━━━━━ Data rows ━━━━━

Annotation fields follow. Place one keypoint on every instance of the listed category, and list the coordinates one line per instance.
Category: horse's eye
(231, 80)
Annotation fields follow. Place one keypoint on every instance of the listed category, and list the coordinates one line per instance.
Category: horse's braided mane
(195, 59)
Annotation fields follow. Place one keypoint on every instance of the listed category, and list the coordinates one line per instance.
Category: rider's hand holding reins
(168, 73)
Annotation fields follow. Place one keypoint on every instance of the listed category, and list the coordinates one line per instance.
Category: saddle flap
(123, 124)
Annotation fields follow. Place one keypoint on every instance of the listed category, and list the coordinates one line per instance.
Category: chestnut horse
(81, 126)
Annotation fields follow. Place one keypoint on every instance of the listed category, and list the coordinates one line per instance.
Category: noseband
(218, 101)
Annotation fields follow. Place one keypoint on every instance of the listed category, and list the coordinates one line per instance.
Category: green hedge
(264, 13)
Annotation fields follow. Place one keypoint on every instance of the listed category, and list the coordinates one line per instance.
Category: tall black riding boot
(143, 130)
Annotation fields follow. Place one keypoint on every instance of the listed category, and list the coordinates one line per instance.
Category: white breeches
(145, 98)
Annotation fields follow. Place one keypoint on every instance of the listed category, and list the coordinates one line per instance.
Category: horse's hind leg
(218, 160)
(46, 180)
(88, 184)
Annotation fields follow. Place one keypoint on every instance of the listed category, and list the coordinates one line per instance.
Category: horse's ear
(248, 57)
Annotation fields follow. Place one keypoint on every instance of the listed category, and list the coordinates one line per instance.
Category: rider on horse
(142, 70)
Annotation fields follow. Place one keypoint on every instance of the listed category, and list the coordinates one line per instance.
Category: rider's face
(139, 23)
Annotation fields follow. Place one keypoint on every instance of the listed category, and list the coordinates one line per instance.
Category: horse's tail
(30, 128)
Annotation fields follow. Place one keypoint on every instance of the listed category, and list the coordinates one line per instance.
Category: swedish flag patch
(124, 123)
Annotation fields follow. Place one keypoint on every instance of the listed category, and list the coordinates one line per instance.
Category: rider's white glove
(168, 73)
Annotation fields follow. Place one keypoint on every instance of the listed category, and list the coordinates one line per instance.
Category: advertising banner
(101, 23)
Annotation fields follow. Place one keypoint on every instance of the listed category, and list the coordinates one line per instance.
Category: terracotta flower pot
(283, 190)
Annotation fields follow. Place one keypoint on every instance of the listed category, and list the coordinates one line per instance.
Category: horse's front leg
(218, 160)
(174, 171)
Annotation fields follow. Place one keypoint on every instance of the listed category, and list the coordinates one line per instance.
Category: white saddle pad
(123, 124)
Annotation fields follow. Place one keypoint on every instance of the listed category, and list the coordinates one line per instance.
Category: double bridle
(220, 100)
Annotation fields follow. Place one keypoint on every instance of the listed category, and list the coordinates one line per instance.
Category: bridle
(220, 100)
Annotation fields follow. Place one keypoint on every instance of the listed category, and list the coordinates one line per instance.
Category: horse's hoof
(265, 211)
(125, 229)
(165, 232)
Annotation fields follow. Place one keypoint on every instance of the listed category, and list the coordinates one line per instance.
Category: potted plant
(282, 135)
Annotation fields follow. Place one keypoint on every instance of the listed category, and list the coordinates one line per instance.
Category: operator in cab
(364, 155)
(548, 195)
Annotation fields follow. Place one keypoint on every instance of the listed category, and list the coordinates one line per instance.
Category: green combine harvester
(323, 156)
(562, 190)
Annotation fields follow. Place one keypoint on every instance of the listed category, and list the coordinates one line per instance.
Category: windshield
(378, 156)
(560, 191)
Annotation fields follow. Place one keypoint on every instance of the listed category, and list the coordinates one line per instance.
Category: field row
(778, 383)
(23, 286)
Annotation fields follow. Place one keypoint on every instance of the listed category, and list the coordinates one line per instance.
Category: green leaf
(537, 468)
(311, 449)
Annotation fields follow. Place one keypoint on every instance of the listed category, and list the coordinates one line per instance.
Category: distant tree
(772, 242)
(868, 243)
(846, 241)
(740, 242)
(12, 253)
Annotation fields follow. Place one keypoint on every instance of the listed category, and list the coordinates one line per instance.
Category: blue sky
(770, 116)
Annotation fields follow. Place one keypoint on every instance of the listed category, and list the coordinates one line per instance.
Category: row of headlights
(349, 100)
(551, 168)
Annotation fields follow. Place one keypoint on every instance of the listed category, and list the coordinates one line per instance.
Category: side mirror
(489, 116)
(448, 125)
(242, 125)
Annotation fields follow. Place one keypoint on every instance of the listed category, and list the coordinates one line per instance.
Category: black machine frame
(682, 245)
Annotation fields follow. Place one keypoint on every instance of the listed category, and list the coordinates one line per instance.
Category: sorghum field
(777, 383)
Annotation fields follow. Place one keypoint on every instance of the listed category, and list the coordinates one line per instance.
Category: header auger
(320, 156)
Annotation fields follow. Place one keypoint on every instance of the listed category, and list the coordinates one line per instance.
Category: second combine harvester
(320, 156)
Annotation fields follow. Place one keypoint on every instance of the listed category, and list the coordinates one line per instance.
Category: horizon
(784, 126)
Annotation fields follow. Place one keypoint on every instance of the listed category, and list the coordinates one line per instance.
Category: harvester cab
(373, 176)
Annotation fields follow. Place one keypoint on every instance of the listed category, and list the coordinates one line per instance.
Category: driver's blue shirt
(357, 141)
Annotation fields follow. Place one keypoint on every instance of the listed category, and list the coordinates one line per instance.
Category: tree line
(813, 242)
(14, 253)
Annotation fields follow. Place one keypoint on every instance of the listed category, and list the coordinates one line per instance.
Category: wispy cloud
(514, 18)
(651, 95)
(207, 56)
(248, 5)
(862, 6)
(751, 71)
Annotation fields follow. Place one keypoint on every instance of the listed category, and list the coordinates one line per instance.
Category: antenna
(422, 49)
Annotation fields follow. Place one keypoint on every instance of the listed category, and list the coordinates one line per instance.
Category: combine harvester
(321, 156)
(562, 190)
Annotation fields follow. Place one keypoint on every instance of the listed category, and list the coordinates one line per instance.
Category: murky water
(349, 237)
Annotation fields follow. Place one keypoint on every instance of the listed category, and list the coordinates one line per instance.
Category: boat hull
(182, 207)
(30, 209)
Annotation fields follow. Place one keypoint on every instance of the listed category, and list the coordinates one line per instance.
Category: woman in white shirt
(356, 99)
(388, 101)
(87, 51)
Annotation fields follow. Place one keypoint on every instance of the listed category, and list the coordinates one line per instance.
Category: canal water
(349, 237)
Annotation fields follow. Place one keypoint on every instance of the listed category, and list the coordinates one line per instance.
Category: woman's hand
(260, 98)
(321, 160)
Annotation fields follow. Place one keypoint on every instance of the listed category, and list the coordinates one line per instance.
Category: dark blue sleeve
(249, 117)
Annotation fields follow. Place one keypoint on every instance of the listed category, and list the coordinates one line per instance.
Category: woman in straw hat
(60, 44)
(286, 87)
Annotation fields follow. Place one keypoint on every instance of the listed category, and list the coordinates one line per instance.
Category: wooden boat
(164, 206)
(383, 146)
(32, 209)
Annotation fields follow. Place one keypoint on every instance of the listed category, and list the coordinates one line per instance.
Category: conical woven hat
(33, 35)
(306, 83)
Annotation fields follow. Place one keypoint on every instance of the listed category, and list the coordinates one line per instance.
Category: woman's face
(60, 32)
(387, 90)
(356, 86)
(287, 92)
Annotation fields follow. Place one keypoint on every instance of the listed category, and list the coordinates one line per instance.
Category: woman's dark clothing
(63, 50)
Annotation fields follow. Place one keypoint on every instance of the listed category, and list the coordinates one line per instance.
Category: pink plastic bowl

━━━━━

### Challenge
Write out every record verbatim.

### Expected answer
Annotation fields follow. Place one keypoint on every instance of the listed category, and list the coordinates one line per instance.
Category: horse's eye
(231, 80)
Annotation fields follow. Place one keypoint on every instance of the listed category, and list the coordinates one line per instance.
Category: horse's braided mane
(195, 59)
Annotation fields follow. Place one keypoint on every instance of the listed category, and list the coordinates one line per instance.
Category: rider's hand holding reins
(168, 73)
Annotation fields follow. Place one keypoint on every instance of the listed category, and list the coordinates one line per instance.
Category: saddle flap
(123, 124)
Annotation fields follow. Place one keypoint on every instance of the listed category, and list the coordinates one line per instance.
Category: chestnut horse
(81, 126)
Annotation fields follow. Place one keypoint on every instance of the listed category, and list the coordinates one line per instance.
Category: noseband
(218, 101)
Annotation fields follow. Place one keypoint on every instance of the listed category, and list the coordinates one line per instance.
Category: green hedge
(264, 13)
Annotation fields follow. Place one keypoint on every instance of the listed category, and list the coordinates one line per instance.
Category: tall black riding boot
(143, 130)
Annotation fields follow. Place one keypoint on every instance of the listed category, and list the coordinates one line per instance.
Category: white breeches
(145, 98)
Annotation fields follow. Place one keypoint on every instance of the listed category, and list the coordinates one line per instance.
Category: horse's hind leg
(218, 160)
(46, 180)
(88, 184)
Annotation fields follow. Place one keypoint on every instance of the listed category, and list the coordinates one line per instance.
Category: horse's ear
(248, 57)
Annotation fields follow. Place one keypoint on every instance of the listed category, and list the coordinates one line per instance.
Category: rider on horse
(142, 70)
Annotation fields follow. Place one keypoint on every instance of the listed category, and list the coordinates one line per instance.
Category: rider's face
(139, 23)
Annotation fields follow. Place one keypoint on every instance of the listed category, and list the coordinates one line per instance.
Category: horse's tail
(30, 128)
Annotation fields follow. Place one keypoint on every instance of the listed category, and list the coordinates one line per instance.
Category: swedish flag patch
(124, 123)
Annotation fields follow. Place one keypoint on every instance of the listed category, and list the coordinates one line per instance.
Category: rider's white glove
(168, 73)
Annotation fields follow. Place one keypoint on every instance of the listed category, and list the coordinates one line per instance.
Category: advertising banner
(101, 23)
Annotation fields follow. Place one keypoint on every instance of the listed category, and list the coordinates one line per instance.
Category: terracotta flower pot
(283, 190)
Annotation fields follow. Place one keypoint on every instance of the listed category, and list the coordinates one line per instance.
Category: horse's front leg
(218, 160)
(174, 171)
Annotation fields follow. Place one keypoint on every instance of the listed category, and list the coordinates one line per instance.
Category: white saddle pad
(123, 124)
Annotation fields follow. Place one keypoint on every instance of the listed category, and list the coordinates one line per instance.
Category: double bridle
(220, 100)
Annotation fields follow. Place one keypoint on every instance of the listed category, and list the coordinates one line per instance.
Category: bridle
(220, 100)
Annotation fields follow. Place one keypoint on every instance of the listed category, and list the coordinates one line per instance.
Category: horse's hoof
(265, 211)
(125, 229)
(165, 232)
Annotation fields follow. Place one keypoint on every instance of the listed category, and list the coordinates one line per instance.
Category: potted plant
(282, 135)
Annotation fields follow. Place one keypoint on every instance of the listed category, and list the coordinates one line per instance.
Category: operator in cab
(364, 155)
(548, 195)
Annotation fields follow. Place one keypoint on every instance of the listed category, and list the coordinates one line per instance.
Category: green combine harvester
(323, 156)
(562, 190)
Annotation fields follow. Place one keypoint on every instance of the listed category, and list the coordinates one line per instance.
Category: windshield
(378, 156)
(560, 191)
Annotation fields follow. Place one keypoint on every instance of the listed category, and list the coordinates one line per instance.
Category: field row
(778, 383)
(23, 286)
Annotation fields follow. Place one keypoint on every instance of the listed category, and list the coordinates one line per instance.
Category: green leaf
(537, 468)
(311, 449)
Annotation fields follow. Place one keypoint on every instance of the listed category, and list the coordinates one line per instance.
Category: distant tree
(772, 242)
(868, 243)
(846, 241)
(740, 242)
(12, 253)
Annotation fields follow. Place one keypoint on every instance of the listed category, and list the coordinates one line per instance.
Category: blue sky
(770, 116)
Annotation fields follow. Place one keypoint on every instance of the listed category, and list the coordinates one line per instance.
Category: row of headlights
(349, 100)
(551, 168)
Annotation fields follow. Place one keypoint on every instance of the listed category, and list the coordinates one line per instance.
Category: side mirror
(489, 116)
(448, 125)
(242, 125)
Annotation fields follow. Place one keypoint on every instance of the listed category, and list the coordinates one line per instance.
Category: black machine frame
(682, 245)
Annotation fields follow. Place one keypoint on every instance of the listed category, and list the coordinates one line per instance.
Category: sorghum field
(777, 383)
Annotation fields follow. Place one keypoint on every instance of the listed category, and list the coordinates one line per instance.
Category: header auger
(320, 156)
Annotation fields follow. Place one keypoint on every instance of the listed category, and list the coordinates one line per instance.
Category: second combine harvester
(320, 156)
Annotation fields follow. Place one keypoint on every instance of the listed category, and list the coordinates one line per instance.
Category: horizon
(784, 126)
Annotation fields follow. Place one keypoint on every instance of the listed category, and list the coordinates one line per instance.
Category: harvester cab
(373, 176)
Annotation fields follow. Place one keypoint on every instance of the listed category, and list the coordinates one line per instance.
Category: driver's blue shirt
(357, 141)
Annotation fields follow. Place one keypoint on every instance of the listed category, and list the coordinates one line per instance.
Category: tree line
(813, 242)
(14, 253)
Annotation fields follow. Place one keypoint on every instance of the listed category, and list the coordinates one line per instance.
Category: wispy cloud
(514, 18)
(651, 95)
(207, 56)
(248, 5)
(862, 6)
(751, 71)
Annotation fields follow. Place one keypoint on every instance of the listed category, and list the coordinates one line per instance.
Category: antenna
(422, 49)
Annotation fields follow. Place one keypoint on every instance of the listed category, and list the coordinates one line per instance.
Category: combine harvester
(321, 156)
(562, 190)
Annotation fields follow. Place one keypoint on every instance of the listed category, and list the coordinates one line per instance.
Category: murky water
(349, 237)
Annotation fields follow. Place one keypoint on every instance of the listed category, and list the coordinates one line per instance.
Category: boat hull
(182, 207)
(30, 209)
Annotation fields follow. Place one keypoint on every instance of the listed category, and list the coordinates one line per instance.
Category: woman in white shirt
(356, 99)
(388, 101)
(87, 51)
Annotation fields follow. Place one keypoint on every instance of the listed category, and list the coordinates one line per instance.
Category: canal water
(349, 237)
Annotation fields follow. Place one keypoint on every instance of the listed category, and list the coordinates one line per instance.
Category: woman's hand
(260, 98)
(321, 160)
Annotation fields follow. Place one keypoint on every instance of the listed category, and list the coordinates one line per instance.
Category: dark blue sleeve
(249, 117)
Annotation fields follow. Place one keypoint on every instance of the listed category, and list the coordinates one line per instance.
Category: woman in straw hat
(60, 44)
(286, 87)
Annotation fields follow. Place one keypoint on every instance of the listed category, and list the coordinates one line per instance.
Category: wooden boat
(164, 206)
(383, 146)
(32, 209)
Annotation fields follow. Place one keypoint on every instance of the listed category, and list the coordinates one line per instance.
Category: conical woven hat
(33, 35)
(306, 83)
Annotation fields follow. Place one keypoint on every instance of the listed category, and list the coordinates one line per instance.
Category: woman's face
(60, 32)
(387, 90)
(356, 86)
(287, 92)
Annotation fields follow. Place one keypoint on every instance of the listed category, and list the coordinates one line per instance.
Category: woman's dark clothing
(63, 50)
Annotation fields follow. Place one keypoint on every instance of the listed category, and list the coordinates one line per instance.
Category: pink plastic bowl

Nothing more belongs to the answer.